### WHAT IS NEEDED:
Set down the records that follow exactly and completely.

### DATA LISTING:
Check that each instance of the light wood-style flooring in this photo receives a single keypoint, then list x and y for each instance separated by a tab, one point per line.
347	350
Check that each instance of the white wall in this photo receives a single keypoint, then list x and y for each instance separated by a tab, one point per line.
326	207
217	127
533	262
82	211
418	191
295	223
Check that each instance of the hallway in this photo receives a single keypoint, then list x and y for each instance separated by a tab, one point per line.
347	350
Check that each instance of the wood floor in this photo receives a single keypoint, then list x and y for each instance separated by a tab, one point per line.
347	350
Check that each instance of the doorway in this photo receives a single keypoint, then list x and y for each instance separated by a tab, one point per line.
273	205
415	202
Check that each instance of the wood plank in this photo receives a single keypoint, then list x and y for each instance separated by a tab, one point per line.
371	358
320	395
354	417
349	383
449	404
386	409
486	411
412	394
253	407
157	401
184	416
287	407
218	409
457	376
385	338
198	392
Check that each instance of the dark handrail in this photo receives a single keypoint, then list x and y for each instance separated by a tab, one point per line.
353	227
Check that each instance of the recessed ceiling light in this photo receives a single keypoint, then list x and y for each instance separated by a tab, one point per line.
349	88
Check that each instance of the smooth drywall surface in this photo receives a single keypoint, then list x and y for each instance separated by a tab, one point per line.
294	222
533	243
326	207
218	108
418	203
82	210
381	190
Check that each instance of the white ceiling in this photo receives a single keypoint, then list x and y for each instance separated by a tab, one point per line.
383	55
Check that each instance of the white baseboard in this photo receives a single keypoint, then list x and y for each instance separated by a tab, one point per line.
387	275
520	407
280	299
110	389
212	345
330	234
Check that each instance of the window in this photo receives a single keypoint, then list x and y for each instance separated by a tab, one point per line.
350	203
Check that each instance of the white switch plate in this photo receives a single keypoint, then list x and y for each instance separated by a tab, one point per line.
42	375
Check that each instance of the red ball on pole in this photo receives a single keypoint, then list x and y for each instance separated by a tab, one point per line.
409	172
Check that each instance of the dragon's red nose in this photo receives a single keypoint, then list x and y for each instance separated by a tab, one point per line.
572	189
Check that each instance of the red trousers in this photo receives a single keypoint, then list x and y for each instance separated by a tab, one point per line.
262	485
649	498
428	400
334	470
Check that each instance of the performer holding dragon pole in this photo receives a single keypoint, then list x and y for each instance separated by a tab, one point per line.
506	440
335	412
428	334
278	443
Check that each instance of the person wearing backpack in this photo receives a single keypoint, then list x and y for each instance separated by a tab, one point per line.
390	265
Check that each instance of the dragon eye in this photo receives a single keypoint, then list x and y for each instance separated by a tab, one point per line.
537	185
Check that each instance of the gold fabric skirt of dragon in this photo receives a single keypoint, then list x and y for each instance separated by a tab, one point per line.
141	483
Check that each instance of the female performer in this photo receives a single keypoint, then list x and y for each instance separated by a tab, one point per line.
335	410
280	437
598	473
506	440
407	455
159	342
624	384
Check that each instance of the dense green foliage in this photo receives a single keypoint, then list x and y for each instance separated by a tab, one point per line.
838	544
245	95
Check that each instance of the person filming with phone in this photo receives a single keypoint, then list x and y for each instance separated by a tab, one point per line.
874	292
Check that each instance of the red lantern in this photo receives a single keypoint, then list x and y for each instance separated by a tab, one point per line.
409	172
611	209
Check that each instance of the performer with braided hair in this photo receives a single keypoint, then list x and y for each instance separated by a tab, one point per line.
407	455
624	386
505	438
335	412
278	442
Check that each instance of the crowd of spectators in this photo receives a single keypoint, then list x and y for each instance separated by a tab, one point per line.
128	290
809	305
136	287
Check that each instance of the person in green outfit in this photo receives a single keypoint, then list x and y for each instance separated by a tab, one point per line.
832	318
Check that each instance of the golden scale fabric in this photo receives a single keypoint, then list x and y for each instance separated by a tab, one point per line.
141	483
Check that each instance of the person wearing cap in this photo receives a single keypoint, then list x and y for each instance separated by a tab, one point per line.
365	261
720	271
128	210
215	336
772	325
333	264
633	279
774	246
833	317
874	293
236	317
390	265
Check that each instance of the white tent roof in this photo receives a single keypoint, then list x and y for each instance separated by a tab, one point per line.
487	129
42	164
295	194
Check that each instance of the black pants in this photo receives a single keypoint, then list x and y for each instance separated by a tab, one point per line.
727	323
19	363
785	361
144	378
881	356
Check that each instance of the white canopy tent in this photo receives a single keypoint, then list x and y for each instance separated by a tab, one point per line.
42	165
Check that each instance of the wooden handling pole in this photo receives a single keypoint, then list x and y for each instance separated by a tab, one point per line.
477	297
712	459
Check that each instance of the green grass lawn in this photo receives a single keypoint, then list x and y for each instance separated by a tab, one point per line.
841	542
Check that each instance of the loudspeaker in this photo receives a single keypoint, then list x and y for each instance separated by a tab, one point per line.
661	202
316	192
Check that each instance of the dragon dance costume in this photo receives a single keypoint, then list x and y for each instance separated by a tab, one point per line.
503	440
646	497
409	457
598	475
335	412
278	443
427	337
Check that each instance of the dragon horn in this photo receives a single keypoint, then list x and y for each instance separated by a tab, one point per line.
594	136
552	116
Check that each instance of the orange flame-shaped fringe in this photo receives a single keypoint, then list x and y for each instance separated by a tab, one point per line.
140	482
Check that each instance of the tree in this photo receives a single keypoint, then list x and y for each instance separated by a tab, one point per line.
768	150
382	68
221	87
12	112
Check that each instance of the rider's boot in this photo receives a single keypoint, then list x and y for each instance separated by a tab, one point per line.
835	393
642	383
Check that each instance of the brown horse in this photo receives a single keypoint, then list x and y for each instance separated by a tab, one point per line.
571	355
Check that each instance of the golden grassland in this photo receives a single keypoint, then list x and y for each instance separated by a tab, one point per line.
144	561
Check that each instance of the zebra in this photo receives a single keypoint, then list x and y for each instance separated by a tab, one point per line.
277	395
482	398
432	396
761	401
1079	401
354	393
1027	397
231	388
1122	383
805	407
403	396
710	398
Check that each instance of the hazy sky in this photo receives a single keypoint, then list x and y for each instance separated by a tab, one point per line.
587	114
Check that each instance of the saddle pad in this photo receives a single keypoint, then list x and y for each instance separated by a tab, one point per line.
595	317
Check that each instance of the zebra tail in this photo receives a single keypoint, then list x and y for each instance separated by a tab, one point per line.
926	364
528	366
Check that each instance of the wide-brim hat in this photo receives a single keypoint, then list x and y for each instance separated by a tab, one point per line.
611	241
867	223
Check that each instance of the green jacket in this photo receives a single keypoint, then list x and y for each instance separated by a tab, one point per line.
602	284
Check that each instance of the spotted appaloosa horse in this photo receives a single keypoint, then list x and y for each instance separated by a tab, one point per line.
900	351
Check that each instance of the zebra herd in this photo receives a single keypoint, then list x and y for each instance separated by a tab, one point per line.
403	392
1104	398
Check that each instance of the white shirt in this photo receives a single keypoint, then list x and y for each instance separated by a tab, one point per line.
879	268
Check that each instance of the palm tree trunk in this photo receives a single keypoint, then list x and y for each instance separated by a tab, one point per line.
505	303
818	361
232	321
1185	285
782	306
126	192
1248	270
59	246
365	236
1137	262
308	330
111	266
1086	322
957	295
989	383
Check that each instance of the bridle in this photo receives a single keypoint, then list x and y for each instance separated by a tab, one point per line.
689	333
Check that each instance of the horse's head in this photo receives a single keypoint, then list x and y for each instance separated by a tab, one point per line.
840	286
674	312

### EXERCISE OUTPUT:
Check that each instance of the light wood-style flooring in this photo receives a single keypoint, then list x and y for each instance separated by a tab, one point per line.
347	350
Check that each instance of the white wall in this photo receives a single keypoint, then list x and y for each instance separated by a tab, one point per line.
326	207
217	127
533	262
82	211
418	191
295	223
Check that each instance of the hallway in this photo receives a single keypoint, then list x and y for each instance separated by a tab, one point per line.
347	350
Check that each instance of the wood floor in this photo receives a single keypoint, then list x and y for each instance separated by a tab, one point per line.
347	350
Check that each instance of the doorway in this photo receives a single keypoint, then list x and y for each instance separated by a tab, one point per line.
273	205
415	202
Check that each instance of the wood plank in this photo receives a single keypoint, then list x and y for each instance separated by a tab, one point per line.
371	358
320	395
354	417
349	383
449	404
386	409
486	411
412	394
253	407
157	401
184	416
287	407
218	409
457	376
385	338
198	392
Check that each instance of the dark handrail in this photo receives a single keypoint, then list x and y for each instance separated by a tab, one point per line.
353	227
Check that each instance of the recessed ceiling light in this photo receives a single keypoint, then list x and y for each instance separated by a tab, one point per line.
349	88
Check that each instance of the smooth drywall surface in this photo receives a single keypoint, then list x and y for each instance separated by a tab, one point per line.
294	222
533	243
326	207
218	108
418	203
82	210
381	190
Check that each instance of the white ceiling in this photo receives a single keypoint, then list x and y for each instance separated by a tab, one point per line.
383	55
Check that each instance of the white baseboard in this photo receives a single keypoint, then list x and y for each instance separated by a tab, one point per line.
387	275
520	407
280	299
110	389
212	345
330	234
Check that each instance of the window in this photo receives a single keypoint, then list x and y for each instance separated by a tab, one point per line.
350	203
Check that each instance of the white switch plate in this photo receives a single keypoint, then list x and y for each instance separated by a tab, one point per line.
42	375
Check that each instance of the red ball on pole in this photo receives a single keypoint, then list x and y for each instance separated by a tab, one point per line.
409	172
Check that each instance of the dragon's red nose in this photo receives a single keypoint, then list x and y for each instance separated by a tab, one point per line.
572	189
Check that each instance of the red trousers in this photo receives a single keypoint, then list x and y for each instance separated by a tab, one point per line.
262	485
649	498
428	400
334	470
Check that each instance of the performer holding dragon pole in this photo receives a single keypoint, then list x and y for each instance separated by a tab, one point per line.
506	440
335	412
428	334
278	443
Check that each instance of the person wearing backpack in this photo receives a single keypoint, then list x and y for each instance separated by a tab, one point per line.
390	265
Check that each instance of the dragon eye in this photo receives a single keypoint, then list x and y for each instance separated by a tab, one point per line.
537	185
Check that each instance of the gold fabric skirt of dragon in this photo receives a single keypoint, then list x and y for each instance separated by a tab, one point per line.
141	483
Check that each instance of the female performer in this photo receives a single keypoint, then list x and y for each instance separated by a tab, one point per line.
335	410
280	437
598	473
506	440
407	455
159	342
624	384
Check that each instance of the dense green foliage in this photo receives a single keypoint, then list x and y for each instance separated by a tab, one point per line.
838	544
245	95
Check that each instance of the person filming with phone in this photo receives a single keypoint, then list x and y for each instance separated by a tab, one point per line.
874	292
Check that each instance of the red lantern in this photo receives a single keypoint, then list x and y for each instance separated by a tab, one point per line.
409	172
611	209
Check that each instance of the performer with braided hair in this photo receives a single keypoint, then list x and y for each instance separated by a tab, one point per line.
407	455
624	386
505	438
335	412
278	442
Check that each instance of the crowd of spectators in this photo receives a single keypoint, then list x and y for each instance separated by a tab, one point per line.
128	290
809	305
136	287
Check that each instance of the person in green outfit in this photo receives a single keypoint, then list x and y for each instance separated by a tab, one point per line.
832	318
Check that each instance of the golden scale fabric in this photo receives a single keypoint, then list x and y for each instance separated by a tab, one point per line.
141	483
Check that each instance of the person wearing cap in this photo receives a single keypoint, then list x and y for each instance separated by a tab, one point per line.
365	261
720	271
128	210
215	336
772	325
333	264
633	279
774	246
833	317
874	293
236	317
390	265
Check that each instance of the white tent roof in this photo receives a single keypoint, then list x and y for each instance separated by a tab, one point per line.
487	129
42	164
295	194
Check that each instance of the black pants in this photo receives a single keypoint, then list x and y for each instance separated by a tab, one point per line.
727	323
19	363
785	361
144	378
881	356
Check that each instance of the white canopy tent in this photo receives a single keypoint, then list x and y for each instance separated by a tab, one point per line.
42	165
Check that each instance of the wooden handling pole in this photo receives a single keypoint, then list x and y for each instance separated by a tab, one point per line.
477	297
712	459
Check that each instance of the green grass lawn in this photo receives a single keypoint, then list x and y for each instance separated by a tab, one point per line.
841	542
Check that each instance of the loudspeaker in this photo receives a single keypoint, then list x and y for each instance separated by a tab, one point per line.
661	202
316	192
Check that each instance of the dragon dance costume in this photo receives a single keypoint, then list x and y for each instance separated by a tab, one point per line.
503	440
646	497
409	457
598	475
335	412
278	443
427	337
Check that each instance of the dragon horn in this photo receives a single keypoint, then list x and y for each instance separated by a tab, one point per line.
594	136
552	116
Check that each instance of the orange flame-shaped fringe in this photo receives a single keypoint, then list x and y for each instance separated by a tab, one point per line.
140	482
Check that each instance of the tree in this photo receives a single keypoint, then list x and y for each instance separated by a tab, one point per line.
768	150
382	68
221	87
12	112
Check that each instance of the rider's boot in this photo receives a single keypoint, then list x and y for each instance separated by a tab, one point per line.
835	393
642	383
Check that each instance of the brown horse in this photo receives a single keypoint, then list x and y for each instance separated by a tab, one point per line.
571	355
Check that each instance of the golden grassland in this photo receives a single keypoint, then list x and y for each instance separated by a tab, one point per line.
144	561
Check that each instance of the zebra in this photo receives a single keypoint, then list x and y for each instance separated by a tab, one point per line.
277	395
482	398
432	396
761	401
1079	401
354	393
1027	397
231	388
1122	383
805	407
403	396
710	398
Check that each instance of the hazy sky in this photo receives a single keypoint, then list x and y for each instance separated by a tab, one point per line.
587	114
Check that each instance of the saddle pad in this photo receives a single keypoint, then list x and y for each instance separated by a tab, one point per line.
595	317
Check that each instance of the zebra tail in this photo receives a single keypoint, then list x and y for each instance separated by a tab, one point per line.
926	364
528	366
Check that each instance of the wide-brim hat in this photo receives a single keypoint, then list x and y for each instance separated by a tab, one point per line.
611	241
867	223
Check that each instance of the green jacket in this photo receives a single keypoint, then list x and y for each instance separated by a tab, one point per line.
602	284
Check that each instance of the spotted appaloosa horse in this photo receives a single keypoint, then list x and y for each instance separated by a tab, one point per line.
900	351
Check that each instance of the zebra herd in this photo receives a single keypoint, then list x and y for each instance separated by a tab, one point per line.
403	392
1104	398
Check that each instance of the white shirt in this photo receives a single keypoint, then list x and y for each instance separated by a tab, one point per line.
879	268
Check that each instance of the palm tree trunk in this photo receives a single keypoint, then list x and y for each instance separated by a tab, one point per line.
505	303
818	361
232	321
1185	285
782	306
126	192
1248	270
59	246
365	236
1137	262
308	330
111	266
1086	322
957	295
989	383
Check that each instance of the bridle in this photo receives a single keypoint, then list x and y for each instance separated by a tab, one point per line.
689	333
Check that each instance of the horse's head in this photo receives a single keypoint, then list x and y for each instance separated by a tab, one point per line.
840	286
674	312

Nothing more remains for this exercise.